**Work item**
For every line in the data below, check for the word "lamp", then state how many lines have it. Answer with the number only.

**Data section**
....
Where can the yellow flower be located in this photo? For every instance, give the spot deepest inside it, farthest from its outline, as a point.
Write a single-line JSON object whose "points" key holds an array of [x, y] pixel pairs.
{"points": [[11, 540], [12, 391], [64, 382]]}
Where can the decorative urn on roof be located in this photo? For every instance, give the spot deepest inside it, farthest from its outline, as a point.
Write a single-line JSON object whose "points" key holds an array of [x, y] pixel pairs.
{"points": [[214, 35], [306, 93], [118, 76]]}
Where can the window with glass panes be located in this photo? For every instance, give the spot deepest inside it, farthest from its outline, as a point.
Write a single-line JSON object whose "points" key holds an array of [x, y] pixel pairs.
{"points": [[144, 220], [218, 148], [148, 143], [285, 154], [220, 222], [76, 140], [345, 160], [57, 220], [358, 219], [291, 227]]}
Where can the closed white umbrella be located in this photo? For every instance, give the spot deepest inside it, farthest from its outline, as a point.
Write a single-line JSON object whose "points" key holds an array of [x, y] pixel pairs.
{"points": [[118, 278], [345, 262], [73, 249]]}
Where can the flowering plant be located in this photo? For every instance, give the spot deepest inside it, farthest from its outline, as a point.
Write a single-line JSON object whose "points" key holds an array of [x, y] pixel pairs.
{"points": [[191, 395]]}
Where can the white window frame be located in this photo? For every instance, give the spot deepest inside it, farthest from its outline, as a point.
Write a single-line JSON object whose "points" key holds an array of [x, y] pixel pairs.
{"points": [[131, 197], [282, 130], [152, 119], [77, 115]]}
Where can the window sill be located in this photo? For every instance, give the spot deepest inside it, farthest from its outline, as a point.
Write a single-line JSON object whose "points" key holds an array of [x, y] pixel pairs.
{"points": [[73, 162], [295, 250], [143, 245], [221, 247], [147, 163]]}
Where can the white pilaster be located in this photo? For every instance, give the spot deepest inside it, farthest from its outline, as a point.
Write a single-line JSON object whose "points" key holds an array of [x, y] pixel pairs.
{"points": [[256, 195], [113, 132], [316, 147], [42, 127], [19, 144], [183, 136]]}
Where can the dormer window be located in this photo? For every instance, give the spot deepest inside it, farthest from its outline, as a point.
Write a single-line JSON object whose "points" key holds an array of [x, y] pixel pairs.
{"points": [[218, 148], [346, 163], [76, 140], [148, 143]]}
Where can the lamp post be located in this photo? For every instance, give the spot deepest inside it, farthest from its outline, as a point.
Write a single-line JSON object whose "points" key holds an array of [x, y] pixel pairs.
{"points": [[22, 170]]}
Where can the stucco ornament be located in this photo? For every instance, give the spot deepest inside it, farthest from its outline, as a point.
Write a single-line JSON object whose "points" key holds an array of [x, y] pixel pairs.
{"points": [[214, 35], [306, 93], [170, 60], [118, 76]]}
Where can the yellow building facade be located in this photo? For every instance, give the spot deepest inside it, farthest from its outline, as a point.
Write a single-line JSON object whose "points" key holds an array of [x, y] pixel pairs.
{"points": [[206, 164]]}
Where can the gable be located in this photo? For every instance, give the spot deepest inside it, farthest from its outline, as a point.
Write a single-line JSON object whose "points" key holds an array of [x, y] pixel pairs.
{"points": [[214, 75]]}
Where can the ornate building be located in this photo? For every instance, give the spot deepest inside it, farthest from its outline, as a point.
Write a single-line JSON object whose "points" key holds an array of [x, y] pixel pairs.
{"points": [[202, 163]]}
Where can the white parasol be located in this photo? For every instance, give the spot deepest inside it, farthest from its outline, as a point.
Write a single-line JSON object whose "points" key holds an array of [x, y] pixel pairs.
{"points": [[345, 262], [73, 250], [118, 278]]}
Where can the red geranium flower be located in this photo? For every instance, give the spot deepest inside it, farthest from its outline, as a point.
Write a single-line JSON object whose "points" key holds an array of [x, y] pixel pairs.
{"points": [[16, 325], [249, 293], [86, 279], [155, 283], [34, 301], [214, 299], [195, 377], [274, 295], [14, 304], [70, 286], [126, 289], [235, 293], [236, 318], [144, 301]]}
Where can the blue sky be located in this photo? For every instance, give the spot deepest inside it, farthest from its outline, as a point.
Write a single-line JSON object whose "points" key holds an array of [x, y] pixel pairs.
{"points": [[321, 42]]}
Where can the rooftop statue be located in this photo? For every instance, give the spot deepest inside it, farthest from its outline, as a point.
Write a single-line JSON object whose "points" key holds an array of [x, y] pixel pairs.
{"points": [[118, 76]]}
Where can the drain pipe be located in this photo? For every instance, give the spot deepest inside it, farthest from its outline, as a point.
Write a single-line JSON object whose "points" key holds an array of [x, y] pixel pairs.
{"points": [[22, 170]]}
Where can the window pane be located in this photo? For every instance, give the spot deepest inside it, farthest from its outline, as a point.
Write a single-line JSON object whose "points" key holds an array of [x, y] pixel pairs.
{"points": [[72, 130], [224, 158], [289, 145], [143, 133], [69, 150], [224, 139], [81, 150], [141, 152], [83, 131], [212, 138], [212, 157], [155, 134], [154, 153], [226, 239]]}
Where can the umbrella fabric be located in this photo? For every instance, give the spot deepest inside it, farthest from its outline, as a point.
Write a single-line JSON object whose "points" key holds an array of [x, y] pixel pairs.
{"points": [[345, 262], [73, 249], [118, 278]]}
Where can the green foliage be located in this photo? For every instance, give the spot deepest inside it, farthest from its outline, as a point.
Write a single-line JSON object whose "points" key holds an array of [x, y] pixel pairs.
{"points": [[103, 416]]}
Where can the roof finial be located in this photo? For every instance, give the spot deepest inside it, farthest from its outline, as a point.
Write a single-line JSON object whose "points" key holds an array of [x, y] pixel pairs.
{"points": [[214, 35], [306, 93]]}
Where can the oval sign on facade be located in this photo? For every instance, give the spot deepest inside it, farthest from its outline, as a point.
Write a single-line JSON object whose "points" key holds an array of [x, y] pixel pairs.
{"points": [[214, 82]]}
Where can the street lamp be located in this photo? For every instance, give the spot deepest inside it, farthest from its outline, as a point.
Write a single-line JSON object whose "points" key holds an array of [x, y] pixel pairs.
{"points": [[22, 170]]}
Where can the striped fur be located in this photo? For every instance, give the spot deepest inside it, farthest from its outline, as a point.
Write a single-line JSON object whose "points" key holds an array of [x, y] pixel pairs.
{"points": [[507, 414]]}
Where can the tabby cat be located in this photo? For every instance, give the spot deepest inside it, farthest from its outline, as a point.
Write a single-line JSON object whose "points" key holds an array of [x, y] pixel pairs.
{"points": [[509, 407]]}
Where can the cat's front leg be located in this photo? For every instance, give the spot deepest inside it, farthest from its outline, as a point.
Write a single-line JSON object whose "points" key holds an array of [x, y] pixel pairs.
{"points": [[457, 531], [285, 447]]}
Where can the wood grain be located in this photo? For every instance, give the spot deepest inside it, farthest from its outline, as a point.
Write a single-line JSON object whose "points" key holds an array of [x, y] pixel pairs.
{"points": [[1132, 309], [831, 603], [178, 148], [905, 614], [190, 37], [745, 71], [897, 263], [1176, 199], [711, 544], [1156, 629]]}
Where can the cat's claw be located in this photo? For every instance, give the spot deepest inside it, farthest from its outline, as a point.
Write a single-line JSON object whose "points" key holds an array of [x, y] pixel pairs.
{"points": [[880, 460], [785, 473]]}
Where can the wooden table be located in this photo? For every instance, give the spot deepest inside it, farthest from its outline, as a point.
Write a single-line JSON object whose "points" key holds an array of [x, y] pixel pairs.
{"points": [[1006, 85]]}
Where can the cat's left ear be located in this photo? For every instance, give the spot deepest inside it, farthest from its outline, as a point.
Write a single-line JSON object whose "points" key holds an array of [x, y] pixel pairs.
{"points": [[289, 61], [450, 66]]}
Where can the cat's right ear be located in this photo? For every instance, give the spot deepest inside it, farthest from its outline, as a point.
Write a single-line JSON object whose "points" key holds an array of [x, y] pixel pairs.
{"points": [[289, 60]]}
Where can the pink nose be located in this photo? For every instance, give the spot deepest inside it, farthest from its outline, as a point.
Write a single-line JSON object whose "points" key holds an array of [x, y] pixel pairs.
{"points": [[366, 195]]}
....
**Response area**
2